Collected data

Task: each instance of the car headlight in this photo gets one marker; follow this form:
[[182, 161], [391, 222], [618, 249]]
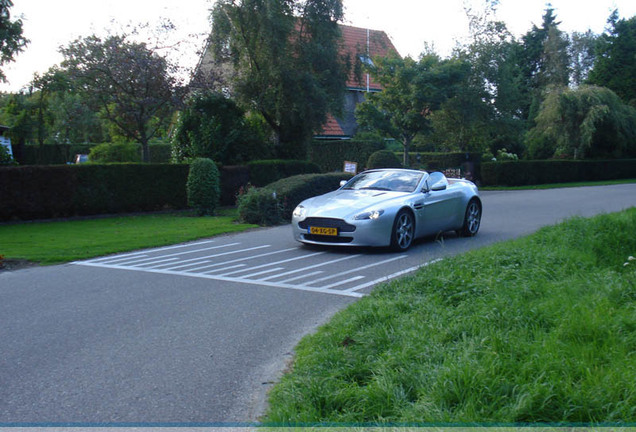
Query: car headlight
[[299, 212], [374, 214]]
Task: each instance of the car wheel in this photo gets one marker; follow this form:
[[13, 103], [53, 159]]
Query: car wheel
[[472, 219], [403, 231]]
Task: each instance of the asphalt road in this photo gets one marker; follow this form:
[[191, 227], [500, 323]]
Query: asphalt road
[[199, 332]]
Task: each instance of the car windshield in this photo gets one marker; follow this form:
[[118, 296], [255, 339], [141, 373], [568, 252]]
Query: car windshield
[[395, 181]]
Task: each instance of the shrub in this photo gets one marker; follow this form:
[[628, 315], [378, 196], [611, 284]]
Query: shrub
[[5, 156], [40, 192], [331, 155], [383, 159], [264, 172], [258, 206], [203, 186], [275, 203], [115, 152], [524, 173]]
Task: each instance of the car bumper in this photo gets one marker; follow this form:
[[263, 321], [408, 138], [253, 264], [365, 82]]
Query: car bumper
[[356, 233]]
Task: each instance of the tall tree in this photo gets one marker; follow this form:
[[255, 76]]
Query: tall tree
[[285, 54], [127, 81], [582, 52], [413, 90], [588, 122], [11, 39], [544, 62], [615, 65], [490, 107]]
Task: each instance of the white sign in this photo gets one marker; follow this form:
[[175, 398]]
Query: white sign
[[351, 167]]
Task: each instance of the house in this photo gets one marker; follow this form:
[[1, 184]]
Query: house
[[359, 45]]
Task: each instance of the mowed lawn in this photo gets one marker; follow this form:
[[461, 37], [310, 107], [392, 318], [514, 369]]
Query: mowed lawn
[[536, 330], [63, 241]]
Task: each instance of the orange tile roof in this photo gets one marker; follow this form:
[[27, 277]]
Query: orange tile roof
[[357, 42]]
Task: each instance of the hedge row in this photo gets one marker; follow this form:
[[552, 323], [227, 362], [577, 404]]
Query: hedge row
[[264, 172], [57, 154], [275, 203], [523, 173], [36, 192], [50, 191], [331, 155]]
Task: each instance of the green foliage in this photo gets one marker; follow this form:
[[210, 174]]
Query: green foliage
[[275, 203], [615, 65], [203, 186], [115, 152], [258, 206], [213, 126], [5, 157], [331, 155], [11, 39], [127, 82], [588, 122], [287, 63], [264, 172], [522, 173], [70, 240], [412, 91], [537, 330], [383, 159], [39, 192]]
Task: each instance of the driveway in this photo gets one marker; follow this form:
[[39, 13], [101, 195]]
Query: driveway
[[199, 332]]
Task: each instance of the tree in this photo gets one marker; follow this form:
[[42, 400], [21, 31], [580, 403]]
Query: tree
[[128, 82], [487, 110], [544, 61], [582, 52], [412, 91], [615, 65], [215, 127], [11, 39], [285, 54], [588, 122]]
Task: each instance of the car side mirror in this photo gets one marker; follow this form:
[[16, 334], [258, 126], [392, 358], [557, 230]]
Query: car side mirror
[[439, 186]]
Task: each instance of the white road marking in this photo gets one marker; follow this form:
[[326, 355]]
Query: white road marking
[[391, 276], [239, 270], [355, 270]]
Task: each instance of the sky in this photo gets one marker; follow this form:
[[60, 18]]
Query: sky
[[411, 24]]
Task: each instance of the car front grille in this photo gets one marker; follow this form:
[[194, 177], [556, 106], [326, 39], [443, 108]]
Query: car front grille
[[327, 223], [327, 239]]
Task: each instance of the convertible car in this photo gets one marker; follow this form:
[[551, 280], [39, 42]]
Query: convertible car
[[389, 207]]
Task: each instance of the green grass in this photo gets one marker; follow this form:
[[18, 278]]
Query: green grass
[[57, 242], [541, 329], [560, 185]]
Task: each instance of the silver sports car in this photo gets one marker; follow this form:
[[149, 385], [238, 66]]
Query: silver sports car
[[389, 207]]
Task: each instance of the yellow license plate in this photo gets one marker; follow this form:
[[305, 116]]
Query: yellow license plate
[[323, 231]]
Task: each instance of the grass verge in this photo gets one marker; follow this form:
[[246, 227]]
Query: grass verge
[[559, 185], [541, 329], [63, 241]]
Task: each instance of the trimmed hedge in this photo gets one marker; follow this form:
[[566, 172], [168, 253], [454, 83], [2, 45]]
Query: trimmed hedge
[[42, 192], [203, 186], [275, 203], [39, 192], [523, 173], [331, 155], [58, 154], [264, 172]]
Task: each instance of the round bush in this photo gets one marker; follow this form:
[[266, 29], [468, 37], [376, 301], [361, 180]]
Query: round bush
[[383, 159], [203, 186]]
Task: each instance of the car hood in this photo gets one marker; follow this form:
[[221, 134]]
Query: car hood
[[345, 203]]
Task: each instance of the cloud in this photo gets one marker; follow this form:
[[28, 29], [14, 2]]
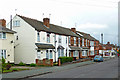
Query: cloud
[[92, 26]]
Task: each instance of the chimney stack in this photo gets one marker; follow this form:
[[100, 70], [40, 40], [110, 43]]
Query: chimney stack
[[46, 22], [3, 22], [73, 30]]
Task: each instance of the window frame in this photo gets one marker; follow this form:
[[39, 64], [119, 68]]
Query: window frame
[[3, 35], [16, 23], [48, 37], [3, 53]]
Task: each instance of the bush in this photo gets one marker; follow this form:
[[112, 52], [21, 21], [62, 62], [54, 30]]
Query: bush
[[8, 66], [65, 59], [3, 60], [32, 65], [21, 64], [14, 69]]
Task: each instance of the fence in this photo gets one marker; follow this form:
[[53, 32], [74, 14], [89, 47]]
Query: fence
[[45, 62]]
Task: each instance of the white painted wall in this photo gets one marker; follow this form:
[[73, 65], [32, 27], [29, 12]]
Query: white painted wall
[[63, 43], [25, 49], [5, 44]]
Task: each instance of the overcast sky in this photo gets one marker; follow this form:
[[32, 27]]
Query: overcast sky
[[90, 16]]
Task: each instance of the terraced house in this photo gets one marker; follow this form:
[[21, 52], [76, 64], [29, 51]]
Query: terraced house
[[6, 42], [43, 40]]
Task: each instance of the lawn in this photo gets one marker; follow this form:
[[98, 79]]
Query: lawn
[[13, 70]]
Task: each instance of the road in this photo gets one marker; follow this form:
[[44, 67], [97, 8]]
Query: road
[[106, 69]]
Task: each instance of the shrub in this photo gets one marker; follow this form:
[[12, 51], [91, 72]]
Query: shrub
[[8, 66], [14, 69], [65, 59], [3, 60], [21, 64], [32, 65]]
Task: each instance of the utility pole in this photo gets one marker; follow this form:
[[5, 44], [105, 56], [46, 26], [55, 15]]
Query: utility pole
[[102, 41]]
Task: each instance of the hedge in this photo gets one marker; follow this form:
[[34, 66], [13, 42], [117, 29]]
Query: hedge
[[65, 59]]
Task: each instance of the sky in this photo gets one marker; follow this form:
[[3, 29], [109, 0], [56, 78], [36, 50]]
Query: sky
[[90, 16]]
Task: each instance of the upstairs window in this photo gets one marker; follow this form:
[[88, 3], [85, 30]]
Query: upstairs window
[[74, 40], [3, 35], [16, 23], [82, 42], [69, 40], [59, 39], [66, 40], [86, 42], [3, 53], [38, 36], [79, 41], [48, 37]]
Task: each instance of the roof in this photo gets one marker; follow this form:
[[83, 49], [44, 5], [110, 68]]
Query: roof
[[6, 30], [75, 48], [44, 46], [38, 25], [87, 36]]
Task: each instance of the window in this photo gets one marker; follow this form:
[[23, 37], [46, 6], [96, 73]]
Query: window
[[74, 40], [16, 37], [47, 54], [58, 52], [91, 43], [3, 35], [38, 53], [16, 23], [75, 54], [82, 42], [48, 37], [3, 53], [51, 56], [92, 53], [95, 51], [69, 40], [84, 53], [86, 42], [62, 52], [59, 39], [79, 41], [38, 36], [95, 43], [66, 40]]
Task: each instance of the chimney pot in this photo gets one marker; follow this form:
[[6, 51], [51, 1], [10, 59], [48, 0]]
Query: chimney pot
[[46, 22], [3, 22]]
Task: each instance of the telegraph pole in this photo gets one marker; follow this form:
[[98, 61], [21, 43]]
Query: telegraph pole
[[102, 41]]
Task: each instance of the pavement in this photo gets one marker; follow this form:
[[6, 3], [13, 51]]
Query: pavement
[[107, 69], [45, 70]]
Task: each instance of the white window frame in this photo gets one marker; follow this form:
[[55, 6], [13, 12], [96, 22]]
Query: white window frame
[[38, 36], [84, 53], [82, 41], [92, 53], [69, 40], [2, 37], [86, 42], [16, 23], [74, 40], [79, 41], [48, 37], [3, 53], [59, 39], [51, 55]]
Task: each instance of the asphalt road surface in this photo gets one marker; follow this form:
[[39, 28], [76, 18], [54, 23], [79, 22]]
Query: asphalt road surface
[[106, 69]]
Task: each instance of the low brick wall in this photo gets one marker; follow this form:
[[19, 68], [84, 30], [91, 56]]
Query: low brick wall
[[44, 62]]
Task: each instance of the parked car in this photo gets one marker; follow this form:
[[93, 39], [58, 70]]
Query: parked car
[[98, 58]]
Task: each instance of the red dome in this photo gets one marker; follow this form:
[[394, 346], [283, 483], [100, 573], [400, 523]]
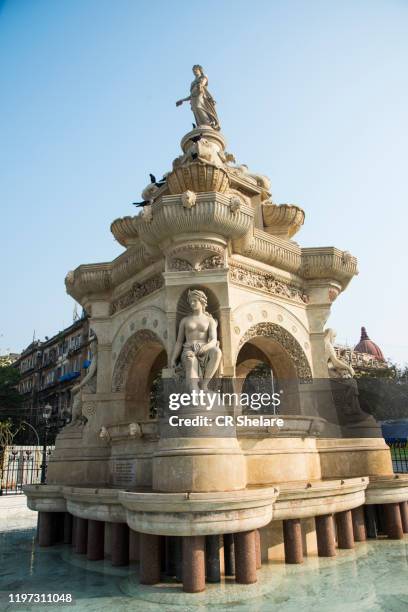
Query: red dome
[[368, 346]]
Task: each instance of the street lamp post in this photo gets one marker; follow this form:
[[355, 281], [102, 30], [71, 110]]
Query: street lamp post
[[47, 411]]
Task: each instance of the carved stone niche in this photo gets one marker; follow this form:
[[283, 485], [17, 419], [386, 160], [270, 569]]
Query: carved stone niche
[[197, 255]]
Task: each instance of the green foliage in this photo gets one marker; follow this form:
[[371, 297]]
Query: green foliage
[[384, 393]]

» **What to produce**: Output the lines of the data exactly, starting at the first and ending with the line that has "[[255, 76]]". Pictures are not part of it.

» **Written solution**:
Task: each instance of the car headlight in this photo gets one marker; follow this form:
[[182, 161], [391, 222], [618, 249]]
Query: car headlight
[[299, 212], [374, 214]]
Task: each instance of the car wheel in this photo gets one marker; follow this form:
[[13, 103], [53, 159]]
Query: car wheel
[[472, 219], [403, 231]]
Task: each instance of the asphalt road in this photo gets one marker; follow this form:
[[191, 227], [500, 323]]
Query: asphalt road
[[199, 332]]
Task: each instance of the car windshield in this photo gets one marker; follow this form:
[[118, 296], [255, 339], [141, 373], [568, 252]]
Query: car windshield
[[395, 181]]
Task: each instance of the shrub in this photo gets one marker; follow this form:
[[628, 315], [378, 196], [611, 284]]
Query: shrub
[[5, 156], [40, 192], [331, 155], [383, 159], [264, 172], [258, 206], [203, 186], [275, 203], [115, 152], [524, 173]]
Task: each instance of the car bumper in this photo gets one marker; follow this form:
[[263, 321], [408, 138], [253, 264], [365, 82]]
Query: car bumper
[[356, 233]]
Task: each instance of the tall tree in this photo gets one marker; follow this form:
[[255, 76]]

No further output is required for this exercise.